* WHAT THIS TASK INVOLVES
Copy out all of the material below word for word, keeping every line as it appears.

* RECORDS SUPPLIED
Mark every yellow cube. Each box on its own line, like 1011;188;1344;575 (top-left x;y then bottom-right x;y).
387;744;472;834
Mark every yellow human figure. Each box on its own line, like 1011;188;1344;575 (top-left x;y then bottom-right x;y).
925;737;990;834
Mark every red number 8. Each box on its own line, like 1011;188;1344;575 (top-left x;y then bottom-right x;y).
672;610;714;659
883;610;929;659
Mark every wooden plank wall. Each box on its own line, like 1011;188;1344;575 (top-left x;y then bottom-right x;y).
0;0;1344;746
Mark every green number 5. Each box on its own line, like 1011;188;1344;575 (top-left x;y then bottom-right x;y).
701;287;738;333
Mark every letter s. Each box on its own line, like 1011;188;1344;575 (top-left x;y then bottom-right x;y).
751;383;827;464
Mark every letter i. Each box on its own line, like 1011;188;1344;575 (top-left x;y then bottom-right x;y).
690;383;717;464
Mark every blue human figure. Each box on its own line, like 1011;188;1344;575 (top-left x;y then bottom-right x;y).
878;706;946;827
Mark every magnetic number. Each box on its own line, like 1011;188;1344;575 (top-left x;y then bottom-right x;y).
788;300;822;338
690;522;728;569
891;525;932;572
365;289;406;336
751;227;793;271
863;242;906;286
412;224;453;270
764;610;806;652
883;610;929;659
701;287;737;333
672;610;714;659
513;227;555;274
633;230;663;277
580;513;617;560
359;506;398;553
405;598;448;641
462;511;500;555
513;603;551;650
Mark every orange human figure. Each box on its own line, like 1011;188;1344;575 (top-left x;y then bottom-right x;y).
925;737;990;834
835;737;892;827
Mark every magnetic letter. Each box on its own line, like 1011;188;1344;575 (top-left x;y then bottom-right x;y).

* RESULT FOR THIS TASK
Mark every yellow cube. Each box on its own line, like 1011;188;1344;575 (top-left x;y then bottom-right x;y).
387;744;472;834
Mark every yellow human figure. Each box on its own line, like 1011;188;1344;575 (top-left x;y then bottom-right x;y).
925;737;990;834
Mark every red number 8. Each box on its own line, like 1011;188;1344;575 (top-left x;y then bottom-right x;y).
672;610;714;659
883;610;929;659
Mark every wooden plank wall. Each box on its own line, like 1011;188;1344;575 (top-left x;y then bottom-right x;y).
0;0;1344;746
Mark every green number 5. Each box on its own line, like 1011;188;1344;575 (top-left x;y then bottom-right x;y).
701;287;738;333
Mark every letter s. Each box on its own line, like 1011;188;1344;575 (top-left x;y then bottom-right x;y).
751;383;827;464
Mark every letter i. Each box on its own line, like 1011;188;1344;575 (top-left x;y then bottom-right x;y).
690;383;717;464
Mark every blue human figure. Each box on its own line, like 1011;188;1344;575 (top-left x;y then bottom-right x;y).
878;706;946;827
Mark every magnetic number. Each box on its own line, like 1011;188;1344;575 (top-left x;y then bottom-right x;y).
788;300;822;338
690;522;728;569
891;525;932;572
365;289;406;336
751;227;793;271
863;242;906;286
412;224;453;270
764;610;806;652
883;610;929;659
701;287;737;333
672;610;714;659
513;227;555;274
633;230;663;277
580;513;617;560
359;506;398;553
405;598;448;641
462;511;500;555
513;603;551;650
Mark every orange human figure. Each box on its own line, like 1011;188;1344;575 (top-left x;y then bottom-right x;y).
925;737;990;834
835;737;892;827
Mark every magnetic letter. Each box on its own line, like 1011;188;1344;575 (top-left x;y then bottom-right x;y).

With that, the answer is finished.